== Record extracts ==
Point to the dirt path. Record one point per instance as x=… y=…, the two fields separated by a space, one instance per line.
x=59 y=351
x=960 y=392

...

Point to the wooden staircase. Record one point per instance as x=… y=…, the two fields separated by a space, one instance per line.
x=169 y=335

--

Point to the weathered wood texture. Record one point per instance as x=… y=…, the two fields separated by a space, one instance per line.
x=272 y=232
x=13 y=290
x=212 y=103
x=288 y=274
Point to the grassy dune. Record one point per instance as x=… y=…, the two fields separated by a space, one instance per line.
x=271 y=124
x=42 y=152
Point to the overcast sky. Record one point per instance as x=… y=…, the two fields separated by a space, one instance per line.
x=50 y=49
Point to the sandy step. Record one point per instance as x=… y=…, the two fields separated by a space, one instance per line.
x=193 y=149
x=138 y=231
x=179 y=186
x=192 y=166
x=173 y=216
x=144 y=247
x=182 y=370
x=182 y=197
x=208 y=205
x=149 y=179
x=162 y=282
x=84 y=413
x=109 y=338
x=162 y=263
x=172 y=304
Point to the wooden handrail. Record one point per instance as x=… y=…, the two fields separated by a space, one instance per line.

== Your goal ==
Write the records out again, beginning at the line that has "Point to the grassy" and stopping after the line that has "Point to the wooden handrail.", with each request left unchanged. Multiply every x and y coordinate in the answers by 0.6 and round to whole numbers, rounding halves up.

== Complete answer ==
Point to the grassy dune. Record one point per instance as x=… y=…, the two fields separated by a space, one instance per line.
x=163 y=74
x=25 y=91
Point to the overcast sky. Record one point per instance as x=… y=…, the two fields separated by a space, one instance per line.
x=30 y=29
Point to the sandy step. Record one point per instance as x=… y=…, the two fields separated by a space, one instance per line.
x=116 y=89
x=83 y=139
x=107 y=112
x=115 y=100
x=104 y=130
x=86 y=148
x=109 y=222
x=109 y=118
x=125 y=123
x=89 y=107
x=97 y=169
x=50 y=248
x=65 y=203
x=97 y=158
x=103 y=182
Point to the wooden handrail. Record one point per instance as x=… y=…, the two fields separated by a space, one instance per line.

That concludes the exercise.